▶ [WHAT THE TASK REQUIRES]: Nothing is to be altered; the data must be repeated exactly.

□ □ □ □ □ □ □

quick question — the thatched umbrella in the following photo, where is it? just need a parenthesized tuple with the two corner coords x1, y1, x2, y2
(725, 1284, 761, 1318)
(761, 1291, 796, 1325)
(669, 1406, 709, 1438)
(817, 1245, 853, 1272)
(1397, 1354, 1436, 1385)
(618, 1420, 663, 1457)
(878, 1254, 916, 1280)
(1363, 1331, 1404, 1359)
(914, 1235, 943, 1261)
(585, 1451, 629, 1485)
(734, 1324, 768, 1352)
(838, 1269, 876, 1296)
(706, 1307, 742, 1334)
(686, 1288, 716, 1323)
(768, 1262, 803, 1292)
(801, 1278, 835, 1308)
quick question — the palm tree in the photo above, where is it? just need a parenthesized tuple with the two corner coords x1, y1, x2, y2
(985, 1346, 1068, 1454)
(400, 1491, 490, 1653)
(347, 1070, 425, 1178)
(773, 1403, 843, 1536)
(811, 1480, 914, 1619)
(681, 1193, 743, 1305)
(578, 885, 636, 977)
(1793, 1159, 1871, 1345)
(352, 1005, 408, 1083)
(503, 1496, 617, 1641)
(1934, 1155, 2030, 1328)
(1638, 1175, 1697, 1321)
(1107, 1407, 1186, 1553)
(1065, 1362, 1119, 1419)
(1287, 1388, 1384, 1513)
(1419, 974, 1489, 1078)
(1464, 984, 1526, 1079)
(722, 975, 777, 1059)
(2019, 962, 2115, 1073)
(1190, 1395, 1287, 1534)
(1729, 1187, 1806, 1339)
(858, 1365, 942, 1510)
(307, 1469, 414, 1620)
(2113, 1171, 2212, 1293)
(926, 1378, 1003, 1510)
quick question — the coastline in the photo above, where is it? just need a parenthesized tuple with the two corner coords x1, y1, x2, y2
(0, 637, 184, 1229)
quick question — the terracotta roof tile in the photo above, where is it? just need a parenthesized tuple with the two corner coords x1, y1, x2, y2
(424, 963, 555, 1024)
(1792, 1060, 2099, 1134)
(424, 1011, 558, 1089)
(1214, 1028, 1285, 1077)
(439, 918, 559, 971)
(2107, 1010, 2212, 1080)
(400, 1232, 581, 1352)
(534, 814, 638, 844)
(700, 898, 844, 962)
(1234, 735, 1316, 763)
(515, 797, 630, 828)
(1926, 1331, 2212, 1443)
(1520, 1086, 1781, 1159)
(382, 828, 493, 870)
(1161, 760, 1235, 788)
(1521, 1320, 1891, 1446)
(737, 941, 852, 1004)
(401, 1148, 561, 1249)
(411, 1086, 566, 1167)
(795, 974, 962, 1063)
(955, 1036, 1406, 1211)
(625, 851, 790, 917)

□ □ □ □ □ □ □

▶ [ANSWER]:
quick question — the thatched umbrella in the following photo, where is it? just need a parenthesized tuple with the two corner coords x1, y1, x2, y2
(725, 1284, 761, 1318)
(761, 1291, 796, 1325)
(669, 1406, 709, 1438)
(817, 1245, 853, 1272)
(1397, 1354, 1436, 1385)
(618, 1420, 663, 1457)
(878, 1254, 916, 1280)
(1363, 1331, 1404, 1359)
(914, 1235, 943, 1261)
(585, 1451, 629, 1485)
(734, 1324, 768, 1352)
(838, 1269, 876, 1296)
(706, 1307, 742, 1334)
(686, 1288, 716, 1323)
(768, 1262, 803, 1292)
(801, 1278, 835, 1308)
quick question — the palm tree in the photo above, where is it? just need a parenthesized tuple with the two corner coords x1, y1, x2, y2
(985, 1346, 1068, 1454)
(400, 1491, 490, 1653)
(347, 1070, 425, 1178)
(773, 1403, 843, 1536)
(811, 1480, 914, 1619)
(681, 1193, 743, 1305)
(578, 885, 636, 977)
(1793, 1159, 1871, 1345)
(352, 1005, 408, 1083)
(503, 1496, 617, 1641)
(1934, 1155, 2030, 1328)
(1638, 1175, 1697, 1321)
(1107, 1407, 1186, 1553)
(1065, 1362, 1119, 1419)
(1287, 1388, 1384, 1513)
(1419, 974, 1489, 1078)
(1464, 984, 1526, 1079)
(722, 975, 777, 1059)
(2019, 962, 2115, 1073)
(1190, 1395, 1287, 1534)
(1729, 1187, 1806, 1339)
(858, 1365, 942, 1510)
(307, 1469, 414, 1620)
(2113, 1171, 2212, 1293)
(926, 1378, 1003, 1510)
quick question — the coastline in the photo above, where is it? just need a parenthesized tuple with the two corner coords x1, y1, x2, y2
(0, 637, 184, 1229)
quick question — the terracotta roof tile in the photo above, where is it? just need a parenthesized tuple with the two corner coords x1, y1, x2, y2
(424, 963, 555, 1024)
(1792, 1060, 2099, 1134)
(424, 1011, 558, 1089)
(1214, 1028, 1285, 1077)
(439, 918, 559, 971)
(2107, 1010, 2212, 1080)
(400, 1232, 581, 1352)
(534, 814, 638, 844)
(700, 898, 844, 962)
(1234, 735, 1316, 763)
(515, 797, 630, 828)
(1926, 1331, 2212, 1443)
(1520, 1086, 1781, 1159)
(382, 828, 493, 870)
(1161, 760, 1235, 788)
(1521, 1320, 1891, 1446)
(737, 941, 852, 1004)
(401, 1148, 561, 1249)
(411, 1086, 566, 1167)
(795, 974, 962, 1063)
(955, 1036, 1406, 1211)
(625, 851, 790, 917)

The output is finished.